### TO BE DONE
[A] In the article on the Iron Triangle below, what is sometimes placed in the middle of the triangle?
[B] Pick up the article on the Iron Triangle below and keep writing from its final sentence.

### SELECTION
2 Surprising Truths About The Iron Triangle

Project management 101 teaches that, when managing outcomes, you cannot alter scope, schedule, or cost (resources) without affecting at least one of the other dimensions. This interrelationship is known colloquially as the “Iron Triangle.” Sometimes we put “quality” in the middle to show how it is unavoidably shaped by choices on the other constraints:

Image credit: John M. Kennedy T (Wikimedia Commons)

Lots of Dilbert cartoons derive their humor from the unwillingness of the Pointy Haired Boss (PHB) to acknowledge this relationship. These cartoons are funny because they are so eerily similar to conversations we’ve all had, where someone wants us to deliver ultra-high quality, on a limited budget, in an aggressive timeframe, with a boatload of features.

It ain’t gonna happen, folks. We engineers are clever, but we’re not magicians. Triangles don’t work that way.

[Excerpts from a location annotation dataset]
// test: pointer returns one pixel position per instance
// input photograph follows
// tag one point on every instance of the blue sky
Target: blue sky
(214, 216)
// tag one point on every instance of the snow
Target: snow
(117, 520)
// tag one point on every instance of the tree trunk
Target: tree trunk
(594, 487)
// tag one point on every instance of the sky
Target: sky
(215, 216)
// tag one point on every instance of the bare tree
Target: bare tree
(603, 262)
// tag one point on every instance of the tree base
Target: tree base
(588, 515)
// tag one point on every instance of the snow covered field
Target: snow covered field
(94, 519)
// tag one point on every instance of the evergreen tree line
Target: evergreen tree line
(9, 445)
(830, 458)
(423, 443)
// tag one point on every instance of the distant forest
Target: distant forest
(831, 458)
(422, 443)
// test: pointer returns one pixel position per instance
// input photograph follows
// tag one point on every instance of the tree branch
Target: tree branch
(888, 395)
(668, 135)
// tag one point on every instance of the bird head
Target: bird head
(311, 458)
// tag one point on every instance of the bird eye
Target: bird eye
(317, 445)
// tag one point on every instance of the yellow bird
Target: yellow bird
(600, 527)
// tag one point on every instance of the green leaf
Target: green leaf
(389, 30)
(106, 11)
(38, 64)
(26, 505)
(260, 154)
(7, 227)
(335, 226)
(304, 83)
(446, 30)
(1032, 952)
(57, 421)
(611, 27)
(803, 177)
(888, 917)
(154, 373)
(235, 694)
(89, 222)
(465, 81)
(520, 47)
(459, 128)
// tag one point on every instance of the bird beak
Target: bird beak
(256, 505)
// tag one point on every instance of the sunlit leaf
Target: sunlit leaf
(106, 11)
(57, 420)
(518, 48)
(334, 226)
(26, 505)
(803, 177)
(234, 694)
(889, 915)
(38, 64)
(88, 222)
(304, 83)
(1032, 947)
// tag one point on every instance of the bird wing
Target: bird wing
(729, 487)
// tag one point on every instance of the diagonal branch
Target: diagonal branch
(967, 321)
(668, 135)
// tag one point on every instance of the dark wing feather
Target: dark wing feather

### ANSWERS FOR THE TASKS
[A] Quality.

[B]
You’ve learned some good principles when you can articulate this geometry lesson.

But there’s more.

Truth 1: Scope is a trickster

Many well meaning managers and executives understand this trilemma, and they distance themselves from Dilbert’s PHB by acknowledging that something has to give. “I pick scope,” they’ll say. “We absolutely must have the product before the summer doldrums, and we only have X dollars to spend, but I’m willing to sacrifice a few features.”

This can give product management heartburn–feature sets sometimes hang together in ways that make slicing and dicing dangerous. An airplane that’s good at takeoffs but that can’t land is unlikely to be a commercial success. Good product managers will point this out, and they’ll be right.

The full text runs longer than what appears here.